SHORT PROBLEM A — In the BERT notes, translate this sentence into Spanish: "Objective function is the sum of the three loss functions."

PASSAGE —
## start

# BERT

## What is BERT?

* BERT \[1] is for pre-training Transformer’s \[2] encoder.
* How?
* Predict masked word.
* Predict next sentence.

## Task 1: Predict Masked Words

### Randomly mask a word

* "The **\_** sat on the mat"
* What is the masked word?

![](https://637078585-files.gitbook.io/~/files/v0/b/gitbook-x-prod.appspot.com/o/spaces%2F-MYsi-h_n0zY_8MKKgyu%2Fuploads%2Fgit-blob-2eb52b1df6fd55929c81401d82361361aa216205%2Fscreen-shot-2021-08-15-at-11.46.38-am%20\(2\)%20\(1\).png?alt=media)

### Predict the masked word

* $$e$$: one-hot vector of the masked word "cat".
* $$p$$ : output probability distribution at the masked position.
* $$Loss = CrossEntropy( e,p)$$.
* Performing one gradient descent to update the model parameters.

## Task 2: Predict the Next Sentence

* Given the sentence: "calculus is a branch of math"
* Is this the next sentence?
  * "it was developed by newton and leibniz"
* Is this the next sentence?
  * "panda is native to south central china"

### Input Representation

* Input:
  * \[CLS] “calculus is a branch of math”
  * \[SEP] “it was developed by newton and leibniz”
* Target: true
* Input:
  * \[CLS] “calculus is a branch of math”
  * \[SEP] “panda is native to south central china”
* Target: false

> Note: \[CLS] is a token for classification. \[SEP] is for separating sentences.

![](https://637078585-files.gitbook.io/~/files/v0/b/gitbook-x-prod.appspot.com/o/spaces%2F-MYsi-h_n0zY_8MKKgyu%2Fuploads%2Fgit-blob-1ee4b38ce492408ef90ddbcb300d3a0d162426c9%2Fscreen-shot-2021-08-15-at-11.53.17-am.png?alt=media)

## Combining the two methods

* Input:
  * "\[CLS] calculus is a \[MASK] of math \[SEP] it \[MASK] developed by newton and leibniz".
  * Targets: true, “branch”, “was”.

## Training

* Loss 1 is for binary classification (i.e., predicting the next sentence.)
* Loss 2 and Loss 3 are for multi-class classification (i.e., predicting the masked words.)
* Objective function is the sum of the three loss functions.
* Update model parameters by performing one gradient descent.

## Data

* BERT does not need manually labeled data. (Nice! Manual labeling is expensive.)
* Use large-scale data, e.g., English Wikipedia (2.5 billion words.)
* Randomly mask words (with some tricks.)
* 50% of the next sentences are real. (The other 50% are fake.)

## Cost of computation

* BERT Base
  * 110M parameters.
  * 16 TPUs, 4 days of training (without hyper-parameter tuning.)
* BERT Large
  * 235M parameters.
  * 64 TPUs, 4 days of training (without hyper-parameter tuning.)

## Reference

1. Devlin, Chang, Lee, and Toutanova. BERT: Pre-training of deep bidirectional transformers for language understanding. In ACL, 2019.
2. Vaswani and others. Attention is all you need. In NIPS, 2017.
3. [youtube](https://www.youtube.com/watch?v=UlC6AjQWao8\&t=17s)

## end

PROVIDED RECORDS —
## start

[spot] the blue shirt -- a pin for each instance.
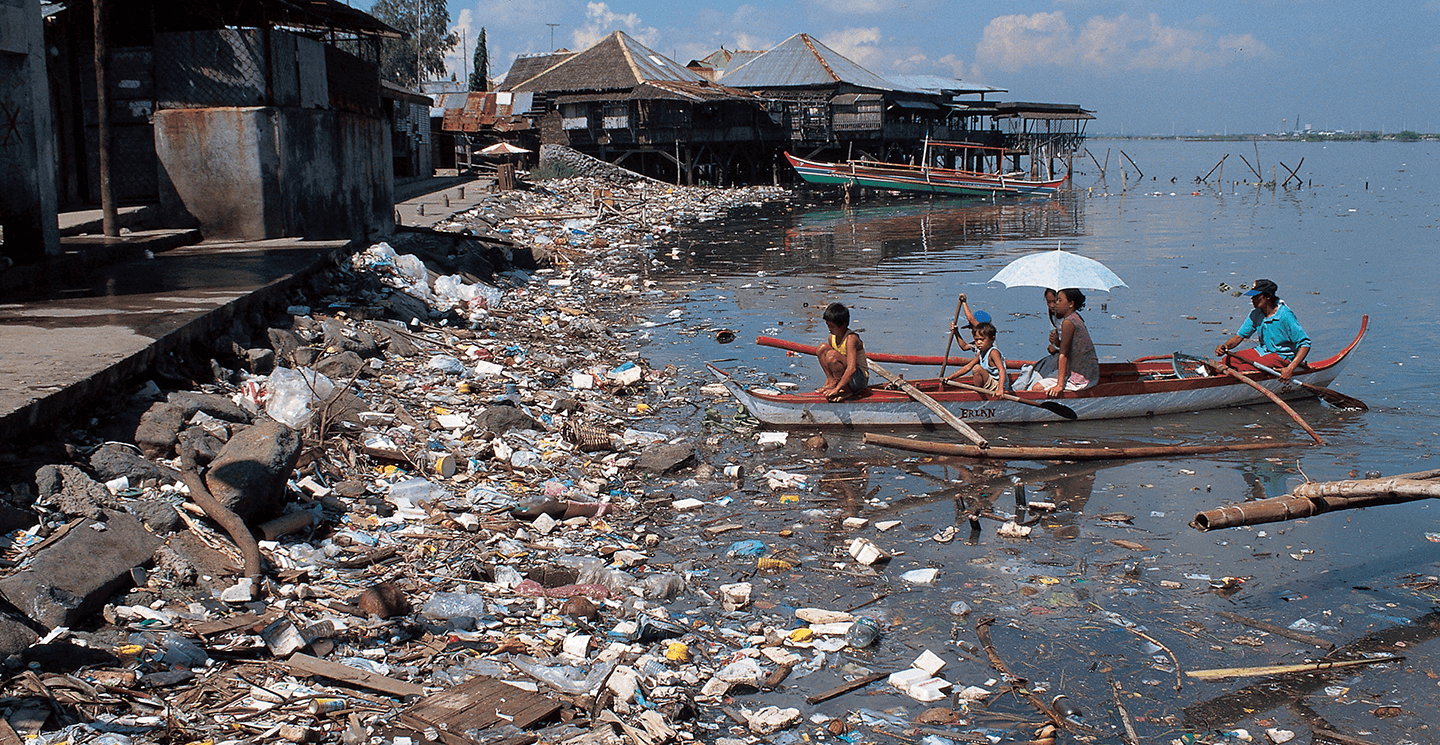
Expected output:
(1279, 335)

## end
## start

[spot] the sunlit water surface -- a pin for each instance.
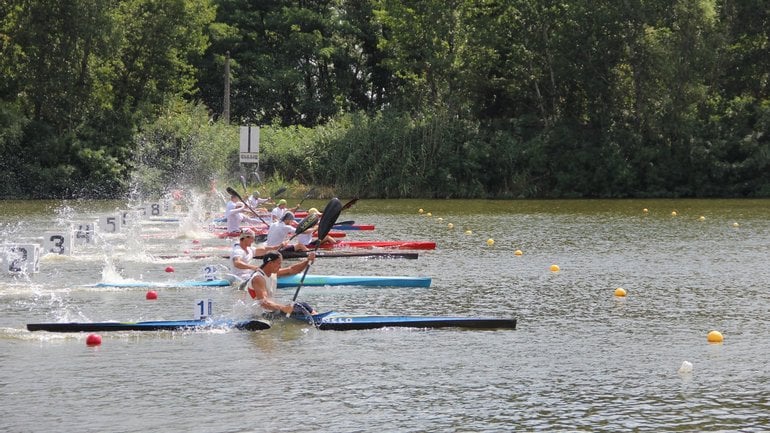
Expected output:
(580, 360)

## end
## start

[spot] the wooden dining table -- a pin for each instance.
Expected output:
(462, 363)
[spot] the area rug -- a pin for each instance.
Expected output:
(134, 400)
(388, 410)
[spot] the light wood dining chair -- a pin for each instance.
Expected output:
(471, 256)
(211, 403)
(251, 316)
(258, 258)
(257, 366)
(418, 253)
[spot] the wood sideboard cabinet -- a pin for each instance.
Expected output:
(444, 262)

## end

SHORT PROBLEM B — Rewrite the records starting at "[spot] the blue" and ending at "(1279, 335)", substituting "green shirt" for "blue shirt" and changing nothing else. Omit the picture.

WRITTEN REPLY A — La función objetivo es la suma de las tres funciones de pérdida.

WRITTEN REPLY B —
[spot] the green shirt -- a pin for each instance.
Expected output:
(1279, 335)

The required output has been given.